Autumn has started to arrive at Wild Things, but that doesn't mean that the animals stop coming in! Though, thankfully not nearly as many, so I can start to catch up on a serious sleep deficit! This is a picture of a little Red Sqiuirrel, about 4 weeks old. He was found on a construction site, his nest probably destroyed by the construction activity.
I told the lady who brought him in to look out for his brothers and sisters, but so far no more have come in. He had scratched all over the pads of his feet, probably from the rough ground of the construction. After a few days adjusting he was all too happy to take advantage of a warm bed and formula at Wild Things. The best part is that another nearby rehabilitator had a little red just a week or so younger. So, the two boys are now together and are happy to be snugglepartners!
Wild Things also received a couple of little Eastern cottontail babies. Their pictures are below. They are very cute and were already about 2 1/2 weeks old, so out of the woods in terms of digestion issues, and have already gained about 50% of their weight in the last week. In total, 3 bunnies were found; a cat was "playing" with them. One appeared to have a serious injury to its back legs, possibly a spinal break. But on examination, there was no injury, it had been born with a congenital deformity of the rear limbs. It is amazing that it had lived so long- probably because up until the time it was found it was able to depend on its mum's milk. But it couldn't move. So, sadly, it had to be euthanized. I think it's siblings are a bit traumatized, they are very shy, but they are gaining weight and will hopefully be released in a few weeks. I want them to put on plenty of weight so they will be able to keep warm in this colder weather!

Point localization data
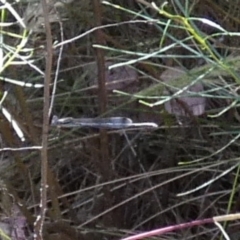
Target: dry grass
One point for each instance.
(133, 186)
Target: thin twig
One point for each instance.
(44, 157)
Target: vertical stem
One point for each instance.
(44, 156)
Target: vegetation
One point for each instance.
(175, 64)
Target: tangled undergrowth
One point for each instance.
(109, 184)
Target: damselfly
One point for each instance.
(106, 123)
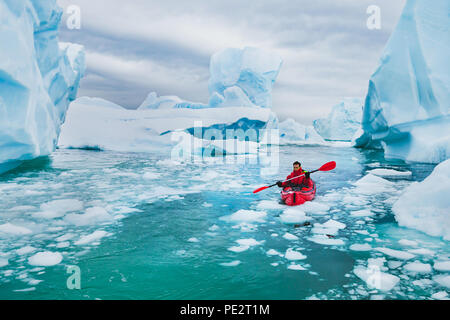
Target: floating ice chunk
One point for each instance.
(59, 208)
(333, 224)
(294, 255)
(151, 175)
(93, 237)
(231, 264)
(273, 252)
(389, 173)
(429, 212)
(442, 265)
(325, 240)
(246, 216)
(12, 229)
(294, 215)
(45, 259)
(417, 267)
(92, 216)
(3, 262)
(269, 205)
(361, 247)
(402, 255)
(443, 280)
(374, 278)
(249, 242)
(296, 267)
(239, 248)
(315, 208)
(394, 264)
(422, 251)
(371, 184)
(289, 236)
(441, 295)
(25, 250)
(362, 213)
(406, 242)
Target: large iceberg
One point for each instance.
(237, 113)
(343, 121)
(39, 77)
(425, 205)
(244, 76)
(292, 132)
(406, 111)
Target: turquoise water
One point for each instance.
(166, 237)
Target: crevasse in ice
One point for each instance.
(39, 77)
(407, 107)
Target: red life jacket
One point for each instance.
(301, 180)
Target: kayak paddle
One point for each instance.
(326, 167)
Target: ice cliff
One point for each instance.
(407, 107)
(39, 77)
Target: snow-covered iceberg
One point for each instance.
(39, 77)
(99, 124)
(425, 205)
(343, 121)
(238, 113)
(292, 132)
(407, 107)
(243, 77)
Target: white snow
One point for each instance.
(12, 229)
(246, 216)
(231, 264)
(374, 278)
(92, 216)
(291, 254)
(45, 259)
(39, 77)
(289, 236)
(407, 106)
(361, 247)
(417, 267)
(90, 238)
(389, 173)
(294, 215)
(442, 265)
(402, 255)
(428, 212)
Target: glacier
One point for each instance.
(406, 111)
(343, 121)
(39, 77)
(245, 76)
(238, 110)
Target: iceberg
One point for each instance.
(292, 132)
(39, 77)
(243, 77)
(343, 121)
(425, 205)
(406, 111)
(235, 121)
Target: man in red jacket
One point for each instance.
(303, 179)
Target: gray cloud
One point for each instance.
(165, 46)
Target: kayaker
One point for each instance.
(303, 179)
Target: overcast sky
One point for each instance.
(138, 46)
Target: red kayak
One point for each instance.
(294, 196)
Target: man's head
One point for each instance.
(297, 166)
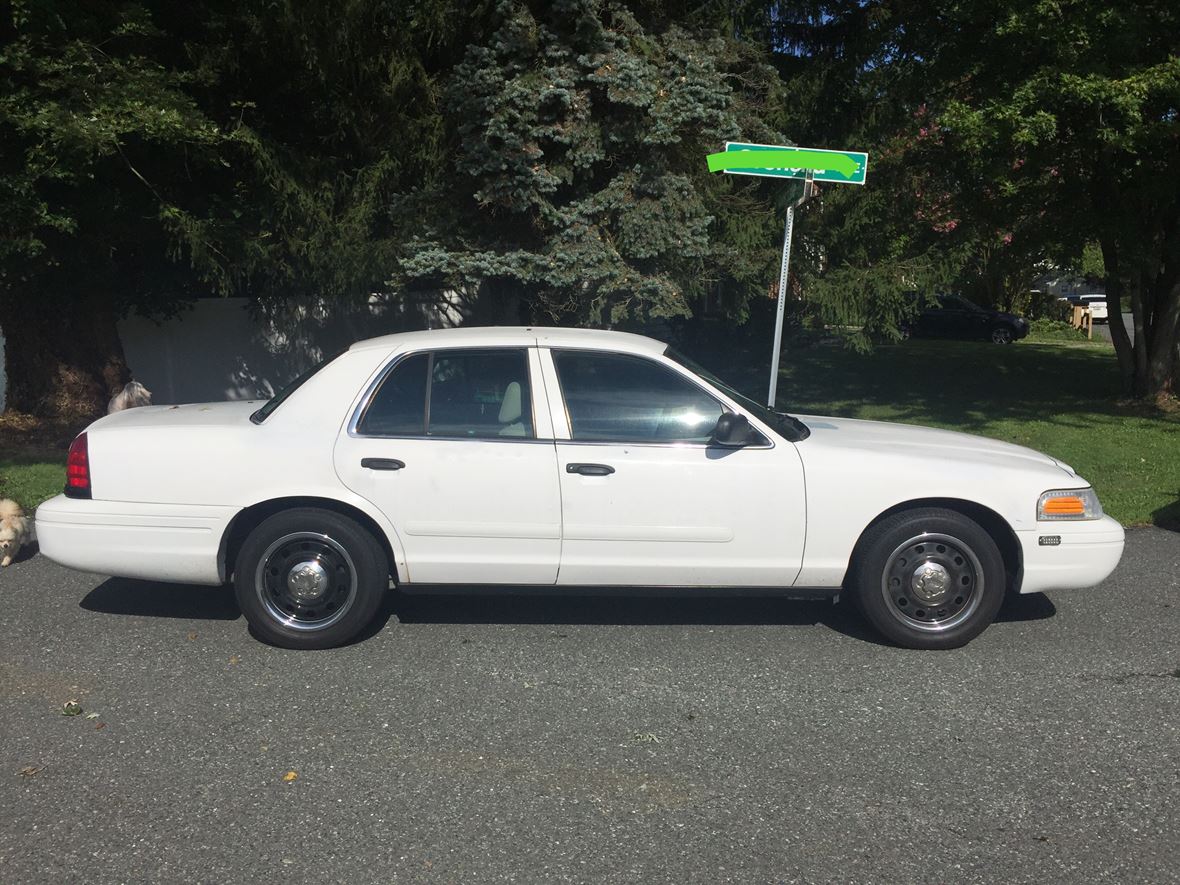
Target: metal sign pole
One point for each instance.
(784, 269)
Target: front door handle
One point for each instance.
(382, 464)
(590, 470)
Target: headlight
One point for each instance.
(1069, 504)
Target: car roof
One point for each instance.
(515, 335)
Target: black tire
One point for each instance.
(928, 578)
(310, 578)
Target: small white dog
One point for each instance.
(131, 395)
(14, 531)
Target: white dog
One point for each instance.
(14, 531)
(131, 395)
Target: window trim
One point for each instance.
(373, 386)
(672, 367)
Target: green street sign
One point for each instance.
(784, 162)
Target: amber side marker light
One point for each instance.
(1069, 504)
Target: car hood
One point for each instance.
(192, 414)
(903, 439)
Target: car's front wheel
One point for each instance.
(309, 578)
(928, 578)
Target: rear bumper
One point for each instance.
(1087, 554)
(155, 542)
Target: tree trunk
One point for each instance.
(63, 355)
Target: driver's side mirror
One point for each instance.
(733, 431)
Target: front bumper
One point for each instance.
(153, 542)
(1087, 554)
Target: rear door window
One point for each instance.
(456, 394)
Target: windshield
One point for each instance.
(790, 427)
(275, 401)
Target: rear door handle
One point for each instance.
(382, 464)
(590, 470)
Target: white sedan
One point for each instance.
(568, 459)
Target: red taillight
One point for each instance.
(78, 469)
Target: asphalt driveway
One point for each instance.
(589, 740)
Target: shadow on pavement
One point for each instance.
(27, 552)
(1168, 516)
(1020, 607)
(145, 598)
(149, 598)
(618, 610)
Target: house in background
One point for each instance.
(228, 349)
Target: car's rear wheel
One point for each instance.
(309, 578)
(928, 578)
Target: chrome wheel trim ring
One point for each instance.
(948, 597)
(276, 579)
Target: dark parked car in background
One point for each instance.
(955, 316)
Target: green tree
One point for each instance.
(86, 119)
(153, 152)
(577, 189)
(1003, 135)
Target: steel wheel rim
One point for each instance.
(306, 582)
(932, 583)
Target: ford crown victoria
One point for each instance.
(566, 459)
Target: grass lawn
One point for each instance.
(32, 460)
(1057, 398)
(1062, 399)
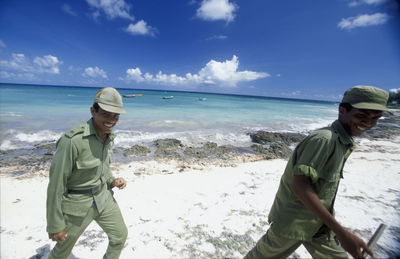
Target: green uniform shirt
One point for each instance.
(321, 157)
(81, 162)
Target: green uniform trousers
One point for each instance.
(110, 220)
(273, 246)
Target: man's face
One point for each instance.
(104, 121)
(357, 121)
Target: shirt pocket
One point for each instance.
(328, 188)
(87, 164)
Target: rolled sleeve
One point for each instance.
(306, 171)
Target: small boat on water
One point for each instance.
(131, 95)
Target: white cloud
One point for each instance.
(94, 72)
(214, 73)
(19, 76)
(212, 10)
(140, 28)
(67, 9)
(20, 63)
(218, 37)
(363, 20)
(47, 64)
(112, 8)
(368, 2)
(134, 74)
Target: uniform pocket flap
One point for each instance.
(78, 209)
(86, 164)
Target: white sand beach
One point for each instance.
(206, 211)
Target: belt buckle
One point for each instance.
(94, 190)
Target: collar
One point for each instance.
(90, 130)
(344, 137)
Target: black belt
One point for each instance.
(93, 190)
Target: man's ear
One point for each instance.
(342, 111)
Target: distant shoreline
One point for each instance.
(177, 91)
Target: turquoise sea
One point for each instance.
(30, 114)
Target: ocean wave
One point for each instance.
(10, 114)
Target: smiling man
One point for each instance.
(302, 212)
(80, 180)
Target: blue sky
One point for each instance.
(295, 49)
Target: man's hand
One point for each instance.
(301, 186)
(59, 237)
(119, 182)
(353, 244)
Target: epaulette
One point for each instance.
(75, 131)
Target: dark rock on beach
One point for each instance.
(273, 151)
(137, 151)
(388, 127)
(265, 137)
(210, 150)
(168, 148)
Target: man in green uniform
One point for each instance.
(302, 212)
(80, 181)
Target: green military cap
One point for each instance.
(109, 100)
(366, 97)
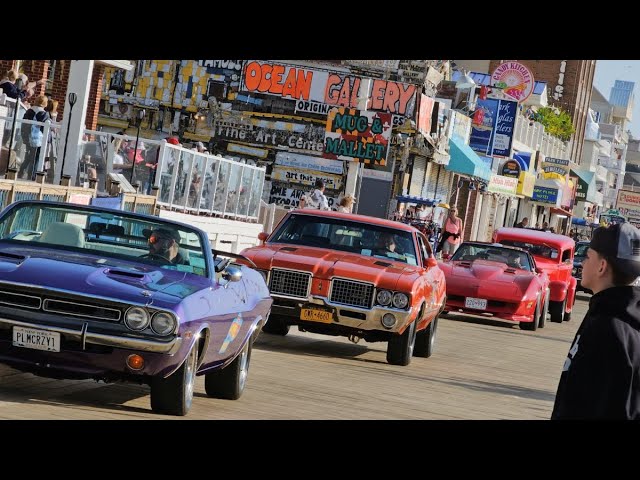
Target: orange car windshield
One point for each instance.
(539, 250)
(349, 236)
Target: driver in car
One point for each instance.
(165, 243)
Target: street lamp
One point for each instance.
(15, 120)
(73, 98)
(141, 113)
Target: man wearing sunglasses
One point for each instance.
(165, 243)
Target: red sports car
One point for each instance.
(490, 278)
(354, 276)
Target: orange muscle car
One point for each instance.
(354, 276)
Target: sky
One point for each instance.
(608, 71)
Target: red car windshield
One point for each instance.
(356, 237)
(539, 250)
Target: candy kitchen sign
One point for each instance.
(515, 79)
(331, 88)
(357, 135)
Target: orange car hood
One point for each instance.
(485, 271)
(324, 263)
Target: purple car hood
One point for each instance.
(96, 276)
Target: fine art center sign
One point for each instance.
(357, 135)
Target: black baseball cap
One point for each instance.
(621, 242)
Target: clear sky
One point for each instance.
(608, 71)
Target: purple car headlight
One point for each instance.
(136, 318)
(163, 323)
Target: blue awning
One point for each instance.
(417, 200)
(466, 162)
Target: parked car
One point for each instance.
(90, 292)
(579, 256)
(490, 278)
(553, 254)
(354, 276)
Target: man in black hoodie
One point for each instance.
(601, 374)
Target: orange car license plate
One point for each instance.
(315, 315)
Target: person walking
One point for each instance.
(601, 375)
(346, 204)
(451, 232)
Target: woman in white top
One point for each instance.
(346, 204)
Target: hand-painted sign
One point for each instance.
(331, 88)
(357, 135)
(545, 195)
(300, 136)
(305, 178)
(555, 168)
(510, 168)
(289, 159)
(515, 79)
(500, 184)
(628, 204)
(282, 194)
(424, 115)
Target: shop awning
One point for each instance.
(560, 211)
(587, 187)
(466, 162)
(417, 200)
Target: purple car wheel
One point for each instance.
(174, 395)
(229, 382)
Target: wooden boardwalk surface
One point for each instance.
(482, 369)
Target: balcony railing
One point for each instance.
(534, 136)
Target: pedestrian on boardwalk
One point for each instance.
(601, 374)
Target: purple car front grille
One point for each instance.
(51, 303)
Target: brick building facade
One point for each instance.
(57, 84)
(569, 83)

--

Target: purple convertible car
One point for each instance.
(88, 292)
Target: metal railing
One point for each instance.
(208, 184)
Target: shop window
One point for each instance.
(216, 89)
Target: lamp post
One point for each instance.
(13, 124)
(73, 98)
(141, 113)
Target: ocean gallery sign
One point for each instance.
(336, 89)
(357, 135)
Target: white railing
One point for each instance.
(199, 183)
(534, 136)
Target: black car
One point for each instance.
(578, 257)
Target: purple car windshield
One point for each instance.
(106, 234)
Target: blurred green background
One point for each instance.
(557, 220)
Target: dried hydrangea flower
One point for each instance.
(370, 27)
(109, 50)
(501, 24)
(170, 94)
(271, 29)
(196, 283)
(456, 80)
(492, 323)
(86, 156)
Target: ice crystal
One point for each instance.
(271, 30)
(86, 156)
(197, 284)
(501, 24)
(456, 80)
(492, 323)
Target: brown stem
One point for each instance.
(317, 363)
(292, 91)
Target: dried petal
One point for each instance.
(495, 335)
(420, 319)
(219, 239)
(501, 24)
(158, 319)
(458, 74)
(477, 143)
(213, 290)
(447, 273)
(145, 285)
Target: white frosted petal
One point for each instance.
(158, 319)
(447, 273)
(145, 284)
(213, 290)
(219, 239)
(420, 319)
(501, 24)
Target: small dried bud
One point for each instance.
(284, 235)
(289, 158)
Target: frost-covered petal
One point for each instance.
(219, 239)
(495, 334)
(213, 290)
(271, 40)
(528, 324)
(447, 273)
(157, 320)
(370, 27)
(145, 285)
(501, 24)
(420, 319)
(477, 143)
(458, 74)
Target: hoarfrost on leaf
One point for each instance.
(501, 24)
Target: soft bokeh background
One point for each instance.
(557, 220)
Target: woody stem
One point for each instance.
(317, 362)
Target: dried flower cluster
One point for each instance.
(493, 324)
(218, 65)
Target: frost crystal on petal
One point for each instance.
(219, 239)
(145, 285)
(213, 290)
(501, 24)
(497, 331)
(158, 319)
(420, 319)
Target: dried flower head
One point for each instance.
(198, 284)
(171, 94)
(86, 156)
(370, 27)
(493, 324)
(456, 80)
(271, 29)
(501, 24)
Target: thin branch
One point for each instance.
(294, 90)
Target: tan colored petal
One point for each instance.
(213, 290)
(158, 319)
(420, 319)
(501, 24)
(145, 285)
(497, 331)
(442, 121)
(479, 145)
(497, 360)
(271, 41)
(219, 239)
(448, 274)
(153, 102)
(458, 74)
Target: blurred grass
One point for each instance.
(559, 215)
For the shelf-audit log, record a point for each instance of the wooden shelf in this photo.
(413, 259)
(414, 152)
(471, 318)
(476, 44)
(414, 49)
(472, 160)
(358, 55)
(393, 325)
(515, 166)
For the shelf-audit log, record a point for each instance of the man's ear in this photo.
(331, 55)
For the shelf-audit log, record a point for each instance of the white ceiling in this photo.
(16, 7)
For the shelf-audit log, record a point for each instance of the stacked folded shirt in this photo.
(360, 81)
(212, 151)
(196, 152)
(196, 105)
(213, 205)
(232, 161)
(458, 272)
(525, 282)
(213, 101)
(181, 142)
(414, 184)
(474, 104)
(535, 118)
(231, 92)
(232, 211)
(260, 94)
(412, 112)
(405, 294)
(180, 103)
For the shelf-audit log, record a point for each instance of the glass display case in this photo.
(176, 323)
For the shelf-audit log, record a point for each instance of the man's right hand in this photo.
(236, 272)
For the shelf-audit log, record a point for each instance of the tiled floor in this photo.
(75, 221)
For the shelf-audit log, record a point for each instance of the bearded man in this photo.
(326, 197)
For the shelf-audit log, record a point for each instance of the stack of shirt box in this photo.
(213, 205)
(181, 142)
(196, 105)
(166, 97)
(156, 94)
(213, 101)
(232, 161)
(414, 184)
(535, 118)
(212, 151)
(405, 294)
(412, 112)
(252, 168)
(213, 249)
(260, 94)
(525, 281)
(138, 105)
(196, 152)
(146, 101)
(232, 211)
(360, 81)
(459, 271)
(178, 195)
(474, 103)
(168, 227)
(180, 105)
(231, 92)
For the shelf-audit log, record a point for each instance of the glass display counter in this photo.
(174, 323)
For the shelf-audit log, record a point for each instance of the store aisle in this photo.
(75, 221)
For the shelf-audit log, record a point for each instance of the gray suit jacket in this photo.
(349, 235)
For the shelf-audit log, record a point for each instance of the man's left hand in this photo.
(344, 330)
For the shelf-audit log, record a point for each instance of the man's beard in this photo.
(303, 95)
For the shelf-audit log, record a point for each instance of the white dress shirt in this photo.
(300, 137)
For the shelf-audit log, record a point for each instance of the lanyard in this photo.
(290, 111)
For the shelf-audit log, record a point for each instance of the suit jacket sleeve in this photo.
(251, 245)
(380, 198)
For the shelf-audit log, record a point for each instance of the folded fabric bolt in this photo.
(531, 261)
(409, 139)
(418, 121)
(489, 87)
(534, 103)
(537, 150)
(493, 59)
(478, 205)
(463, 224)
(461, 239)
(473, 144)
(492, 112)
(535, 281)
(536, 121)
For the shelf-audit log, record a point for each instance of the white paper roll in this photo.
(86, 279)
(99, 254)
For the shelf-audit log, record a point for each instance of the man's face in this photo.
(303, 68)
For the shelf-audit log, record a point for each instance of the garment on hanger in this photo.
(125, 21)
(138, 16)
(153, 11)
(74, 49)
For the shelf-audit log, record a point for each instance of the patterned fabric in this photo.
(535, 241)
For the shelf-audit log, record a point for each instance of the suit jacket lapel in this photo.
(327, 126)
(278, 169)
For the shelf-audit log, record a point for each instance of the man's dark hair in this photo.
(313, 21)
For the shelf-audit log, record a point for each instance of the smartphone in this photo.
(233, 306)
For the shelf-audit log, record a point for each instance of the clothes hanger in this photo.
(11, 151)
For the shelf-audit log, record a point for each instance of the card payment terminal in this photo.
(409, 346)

* * *

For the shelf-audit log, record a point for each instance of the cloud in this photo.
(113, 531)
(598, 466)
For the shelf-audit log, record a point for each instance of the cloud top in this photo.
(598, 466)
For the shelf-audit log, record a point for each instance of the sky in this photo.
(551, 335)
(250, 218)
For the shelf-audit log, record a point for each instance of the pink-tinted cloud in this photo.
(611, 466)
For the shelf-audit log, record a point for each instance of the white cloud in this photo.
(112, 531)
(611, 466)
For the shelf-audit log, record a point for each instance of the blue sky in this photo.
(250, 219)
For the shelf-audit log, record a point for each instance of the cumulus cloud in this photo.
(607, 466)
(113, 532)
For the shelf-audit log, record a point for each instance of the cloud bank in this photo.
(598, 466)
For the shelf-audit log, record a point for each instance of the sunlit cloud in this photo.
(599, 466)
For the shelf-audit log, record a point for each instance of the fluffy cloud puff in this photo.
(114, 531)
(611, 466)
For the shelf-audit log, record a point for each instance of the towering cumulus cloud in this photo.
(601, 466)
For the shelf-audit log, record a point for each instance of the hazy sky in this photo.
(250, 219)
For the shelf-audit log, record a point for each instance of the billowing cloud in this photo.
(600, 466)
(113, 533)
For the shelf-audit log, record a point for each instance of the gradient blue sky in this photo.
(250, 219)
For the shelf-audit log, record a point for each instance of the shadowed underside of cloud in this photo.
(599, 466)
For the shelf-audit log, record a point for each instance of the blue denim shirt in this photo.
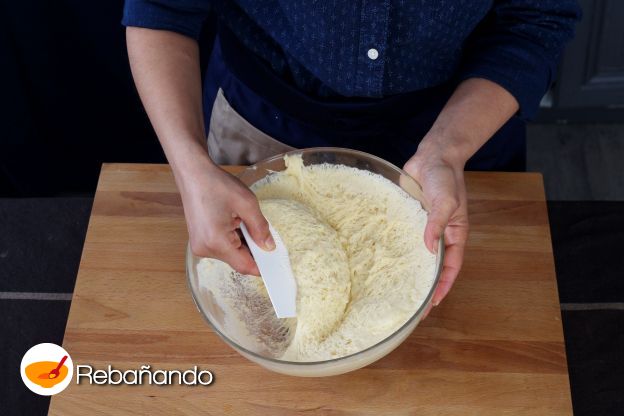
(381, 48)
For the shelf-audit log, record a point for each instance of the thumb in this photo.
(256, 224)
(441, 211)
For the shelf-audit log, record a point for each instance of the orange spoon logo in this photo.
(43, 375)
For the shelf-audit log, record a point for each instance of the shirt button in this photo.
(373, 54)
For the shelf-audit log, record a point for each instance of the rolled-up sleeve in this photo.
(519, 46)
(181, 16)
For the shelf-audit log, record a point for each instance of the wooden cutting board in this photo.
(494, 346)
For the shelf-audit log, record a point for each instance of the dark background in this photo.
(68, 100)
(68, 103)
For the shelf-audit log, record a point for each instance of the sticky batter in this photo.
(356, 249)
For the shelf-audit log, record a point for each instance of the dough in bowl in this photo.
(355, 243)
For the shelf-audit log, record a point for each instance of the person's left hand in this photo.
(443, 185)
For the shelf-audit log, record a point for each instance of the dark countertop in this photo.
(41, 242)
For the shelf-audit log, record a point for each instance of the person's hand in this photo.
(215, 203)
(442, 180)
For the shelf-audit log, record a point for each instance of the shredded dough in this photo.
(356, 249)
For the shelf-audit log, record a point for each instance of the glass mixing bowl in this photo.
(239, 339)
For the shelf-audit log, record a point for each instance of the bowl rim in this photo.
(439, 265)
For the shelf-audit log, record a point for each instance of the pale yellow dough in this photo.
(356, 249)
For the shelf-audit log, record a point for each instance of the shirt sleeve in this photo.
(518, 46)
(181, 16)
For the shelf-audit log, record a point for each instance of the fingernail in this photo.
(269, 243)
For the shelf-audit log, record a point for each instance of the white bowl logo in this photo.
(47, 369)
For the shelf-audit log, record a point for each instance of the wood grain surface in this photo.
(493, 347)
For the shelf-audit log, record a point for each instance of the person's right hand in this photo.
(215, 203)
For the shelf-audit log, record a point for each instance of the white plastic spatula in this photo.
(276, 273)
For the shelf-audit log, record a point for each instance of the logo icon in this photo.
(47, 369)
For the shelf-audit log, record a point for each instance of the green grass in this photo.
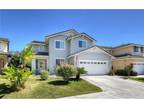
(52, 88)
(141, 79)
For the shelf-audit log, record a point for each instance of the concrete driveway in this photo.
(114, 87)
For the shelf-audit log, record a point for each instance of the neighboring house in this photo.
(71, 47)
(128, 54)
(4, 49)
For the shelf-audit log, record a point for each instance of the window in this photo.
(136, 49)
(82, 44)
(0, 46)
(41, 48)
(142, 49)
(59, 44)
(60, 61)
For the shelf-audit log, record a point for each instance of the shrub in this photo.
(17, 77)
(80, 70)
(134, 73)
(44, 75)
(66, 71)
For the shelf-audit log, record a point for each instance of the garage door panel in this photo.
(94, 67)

:: Questions ::
• A. Name every kind of animal mentioned in the Wild Things update.
• B. Write a continuation of the Wild Things update.

:: Exercise answers ::
• A.
Red squirrel
Eastern cottontail
Cat

• B.
There is some other sad news from Wild Things. Little Bunchowski passed away last week. Can you see the "B" above his grave in the picture? (I usually don't bury animls here, but I'd had him for so long it was too hard for me to leave him in the woods for some animal to eat). For all those who have been following his story, he came to WTS at about 3-4 days old. As you all know by now, it is almost impossible to keep these tiny ones alive as they don't receive the important nutrients in their mother's milk. I tried new formula and infant anti-gas formula, and this got him through the first 3-4 weeks with no bloat or diarrhea. This was amazing! Well, then he broke his arm, a sign of metabolic bone disease (MBD). It healed well and I gave him extra calcium. He got bigger and bigger, but still never seemed right. At 300g, much bigger than the size I usually release bunnies, he was still here as he didn't seem quite right. At two months old he still wanted to eat formula more than anything else, and he didn't hop much. He got diarrhea at 2 months old. It went away, but then came back the next week and he was gone.
As you all know, I've been trying to X-ray some of the very young bunnies that have come to Wild Things to learn more about their health. So, I brought Bunchowski for a post-mortem X-ray. Well, take a look below. His long bones look thin but OK, but I have NEVER seen anything like his spine- neither had any of the vets. The way it is wavy is a sure sign of MBD, and poor little guy, I hope he didn't suffer too much.
All of this has been a BIG learning experience, which I had shared with lots of other rehabbers. I may even do a presentation on it at the wildlife conference this month. All of this indicates that there is something in the mother's milk that helps the digestive system to develop. Without this mystery factorX, the digestive system is not able to develop correctly and does not seem to be able to digest well or absorb the essential nutrrients. This winter I want to come up with a plan to help all those itsy-bitsy bunnies that come in next year. Perhaps they need uv light to help calcium absorption, or perhaps the pH of the formula needs to be tweaked. It's a real mystery- so stay tuned!
But I don't want to end on a sad note...so here are a few more pictures. Here are two of my 10 or so recently released squirrels, a little grey onthe left and a red on the right. All looks harmonious, right? Well, actually the little red was totally bullying the grey! I have now put out two food dishes!
Also, below is Soixante-neuf, or Lil'Girl as I've been calling her. She is released, but like Lil'Mo, she likes to come visit to play and even offers her nose for a kiss! She was VERY happy with this little piece of corn on the cob! I have to break it to her that they are not selling it anymore up here as it's out of season!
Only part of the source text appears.